───── Quoted passage

Kevin's home! He came home Sunday evening, after stopping by the store. Yeah, well...I don't shop. Sure, I can stop by the store for something we're out of, but he does the grocery shopping, so I don't kill anyone. Plus, he's better at it.
So, he came home, with groceries, and had a truck full of stuff. One thing that he brought home was his Mom's treadmill. She's had it for a long time, and I don't think she used it much. Hell, she doesn't NEED it much. We, however, are quite round. I always wondered if I'd use one if I had it, but so many people turn them into clothes lines, I didn't want to invest the cash. Anyway, he brought it with him.
I have yet to ask how it works. It's been set up for over 24 hours. TIME! I need TIME! LOL
I got behind someone tonight, on a back road, going 30 in a 55. Seriously? SERIOUSLY? You have GOT to be kidding! Am I on candid camera? 15 minutes later, I finally had the chance to pass, and pass I did. I got home to dinner being ready. *sigh* It's good to have Kevin home. It's good for many reasons, but I don't have to COOK every night.

──────────
───── Information supplied

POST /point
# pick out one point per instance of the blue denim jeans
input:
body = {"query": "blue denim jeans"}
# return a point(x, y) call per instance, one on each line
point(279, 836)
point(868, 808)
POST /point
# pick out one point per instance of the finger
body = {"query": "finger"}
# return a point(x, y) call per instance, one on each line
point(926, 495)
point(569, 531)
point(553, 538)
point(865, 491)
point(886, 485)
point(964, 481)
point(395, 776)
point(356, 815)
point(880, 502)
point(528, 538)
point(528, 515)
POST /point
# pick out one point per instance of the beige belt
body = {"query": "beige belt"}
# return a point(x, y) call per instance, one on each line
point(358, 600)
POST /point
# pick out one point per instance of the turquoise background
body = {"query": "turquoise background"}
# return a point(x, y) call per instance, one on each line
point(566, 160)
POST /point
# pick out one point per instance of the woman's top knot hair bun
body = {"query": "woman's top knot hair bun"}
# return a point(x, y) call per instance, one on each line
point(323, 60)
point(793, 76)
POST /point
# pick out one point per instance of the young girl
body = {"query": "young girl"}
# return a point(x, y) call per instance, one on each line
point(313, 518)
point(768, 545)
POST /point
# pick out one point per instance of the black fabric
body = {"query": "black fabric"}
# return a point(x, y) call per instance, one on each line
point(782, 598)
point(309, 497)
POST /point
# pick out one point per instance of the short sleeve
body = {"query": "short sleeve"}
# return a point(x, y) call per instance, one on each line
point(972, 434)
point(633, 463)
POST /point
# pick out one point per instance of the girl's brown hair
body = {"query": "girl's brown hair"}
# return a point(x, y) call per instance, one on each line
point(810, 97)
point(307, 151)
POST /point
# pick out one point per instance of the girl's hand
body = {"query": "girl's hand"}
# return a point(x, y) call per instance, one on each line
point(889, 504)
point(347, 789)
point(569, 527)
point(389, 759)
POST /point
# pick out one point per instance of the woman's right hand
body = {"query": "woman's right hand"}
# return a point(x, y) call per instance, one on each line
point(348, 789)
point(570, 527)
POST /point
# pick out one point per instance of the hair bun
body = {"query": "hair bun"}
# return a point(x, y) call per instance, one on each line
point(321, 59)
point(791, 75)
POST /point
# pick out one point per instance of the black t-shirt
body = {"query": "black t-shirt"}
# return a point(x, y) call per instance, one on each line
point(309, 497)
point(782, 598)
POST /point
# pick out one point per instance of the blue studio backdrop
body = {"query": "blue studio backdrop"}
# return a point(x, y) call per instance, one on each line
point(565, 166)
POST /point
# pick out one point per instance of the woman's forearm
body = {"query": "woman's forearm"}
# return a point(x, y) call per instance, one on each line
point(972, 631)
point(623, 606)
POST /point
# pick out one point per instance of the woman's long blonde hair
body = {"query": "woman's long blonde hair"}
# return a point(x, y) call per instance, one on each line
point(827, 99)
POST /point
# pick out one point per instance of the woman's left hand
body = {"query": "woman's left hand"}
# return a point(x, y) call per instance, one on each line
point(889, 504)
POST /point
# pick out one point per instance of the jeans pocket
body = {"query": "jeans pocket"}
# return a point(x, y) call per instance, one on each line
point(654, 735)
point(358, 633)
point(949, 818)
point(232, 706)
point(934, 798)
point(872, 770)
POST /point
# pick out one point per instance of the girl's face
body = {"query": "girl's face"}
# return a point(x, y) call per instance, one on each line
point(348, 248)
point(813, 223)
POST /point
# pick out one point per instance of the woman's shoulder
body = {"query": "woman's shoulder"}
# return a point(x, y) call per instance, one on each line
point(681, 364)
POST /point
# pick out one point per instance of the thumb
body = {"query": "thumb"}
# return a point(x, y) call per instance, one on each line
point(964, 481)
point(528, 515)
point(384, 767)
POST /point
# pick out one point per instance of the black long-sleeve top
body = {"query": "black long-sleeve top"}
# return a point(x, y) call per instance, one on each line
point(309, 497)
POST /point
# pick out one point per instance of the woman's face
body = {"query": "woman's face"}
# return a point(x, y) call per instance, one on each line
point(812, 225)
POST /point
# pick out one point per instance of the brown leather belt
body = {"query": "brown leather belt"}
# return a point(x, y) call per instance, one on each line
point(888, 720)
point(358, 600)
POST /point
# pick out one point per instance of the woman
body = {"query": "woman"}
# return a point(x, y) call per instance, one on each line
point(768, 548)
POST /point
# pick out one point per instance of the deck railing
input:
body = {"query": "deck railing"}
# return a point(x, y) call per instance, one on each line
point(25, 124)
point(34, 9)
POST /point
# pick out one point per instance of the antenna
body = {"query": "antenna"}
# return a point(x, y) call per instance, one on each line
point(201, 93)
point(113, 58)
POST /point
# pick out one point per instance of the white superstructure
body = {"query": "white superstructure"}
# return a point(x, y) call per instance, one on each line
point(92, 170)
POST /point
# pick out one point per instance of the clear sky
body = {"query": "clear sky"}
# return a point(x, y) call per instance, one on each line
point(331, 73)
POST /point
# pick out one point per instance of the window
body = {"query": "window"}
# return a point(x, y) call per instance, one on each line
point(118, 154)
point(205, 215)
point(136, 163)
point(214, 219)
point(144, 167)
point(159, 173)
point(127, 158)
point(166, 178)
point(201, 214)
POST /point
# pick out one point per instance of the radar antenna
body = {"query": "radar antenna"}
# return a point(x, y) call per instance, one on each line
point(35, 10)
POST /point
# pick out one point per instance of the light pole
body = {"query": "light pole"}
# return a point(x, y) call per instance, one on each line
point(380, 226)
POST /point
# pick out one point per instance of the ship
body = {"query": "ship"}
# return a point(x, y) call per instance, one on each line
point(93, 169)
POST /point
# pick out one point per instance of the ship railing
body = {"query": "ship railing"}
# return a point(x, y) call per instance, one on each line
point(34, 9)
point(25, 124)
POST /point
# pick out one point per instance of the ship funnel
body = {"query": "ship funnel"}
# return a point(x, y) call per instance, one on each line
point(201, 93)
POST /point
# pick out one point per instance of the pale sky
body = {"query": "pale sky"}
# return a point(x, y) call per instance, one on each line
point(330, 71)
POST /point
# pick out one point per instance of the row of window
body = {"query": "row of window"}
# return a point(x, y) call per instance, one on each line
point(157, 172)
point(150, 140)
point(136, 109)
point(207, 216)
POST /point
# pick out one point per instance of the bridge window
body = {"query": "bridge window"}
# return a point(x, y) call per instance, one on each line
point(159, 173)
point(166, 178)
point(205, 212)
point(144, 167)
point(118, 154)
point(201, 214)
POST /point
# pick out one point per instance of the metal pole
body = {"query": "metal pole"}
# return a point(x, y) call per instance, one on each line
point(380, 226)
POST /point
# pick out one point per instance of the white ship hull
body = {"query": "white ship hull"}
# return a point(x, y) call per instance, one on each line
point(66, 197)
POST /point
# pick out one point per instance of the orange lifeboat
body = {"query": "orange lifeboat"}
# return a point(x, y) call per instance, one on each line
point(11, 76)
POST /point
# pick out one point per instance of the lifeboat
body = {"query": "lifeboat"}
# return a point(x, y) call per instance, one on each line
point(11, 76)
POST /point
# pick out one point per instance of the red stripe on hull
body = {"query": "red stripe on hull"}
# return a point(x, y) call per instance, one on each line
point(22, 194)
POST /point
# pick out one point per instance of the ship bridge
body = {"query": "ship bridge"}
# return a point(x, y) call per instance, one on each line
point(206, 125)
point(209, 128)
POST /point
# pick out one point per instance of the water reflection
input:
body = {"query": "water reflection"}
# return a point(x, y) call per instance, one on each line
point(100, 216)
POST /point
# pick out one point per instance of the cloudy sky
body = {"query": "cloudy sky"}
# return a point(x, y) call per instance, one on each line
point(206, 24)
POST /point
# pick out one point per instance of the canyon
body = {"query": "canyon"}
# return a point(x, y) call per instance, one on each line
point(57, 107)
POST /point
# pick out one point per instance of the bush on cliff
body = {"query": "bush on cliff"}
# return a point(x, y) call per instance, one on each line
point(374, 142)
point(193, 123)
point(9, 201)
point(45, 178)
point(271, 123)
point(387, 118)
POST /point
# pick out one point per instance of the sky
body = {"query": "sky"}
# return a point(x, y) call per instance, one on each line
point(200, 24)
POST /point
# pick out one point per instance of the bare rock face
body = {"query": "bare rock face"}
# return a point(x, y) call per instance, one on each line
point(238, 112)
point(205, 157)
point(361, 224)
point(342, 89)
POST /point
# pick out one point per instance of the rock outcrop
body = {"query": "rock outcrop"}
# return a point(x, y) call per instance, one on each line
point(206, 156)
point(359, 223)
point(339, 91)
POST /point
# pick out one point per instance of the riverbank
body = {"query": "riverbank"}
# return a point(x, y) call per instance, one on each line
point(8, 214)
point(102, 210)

──────────

Work task ::
Answer these questions from the blog post about Kevin coming home:
1. On what day and at what time of day did Kevin come home?
2. Whose treadmill did he bring back with him?
3. How fast was the driver on the back road going, and what was the speed limit?
The listing after the blog post is separate material with no connection to it.

Completed task ::
1. Sunday evening.
2. His Mom's.
3. The driver was going 30 in a 55.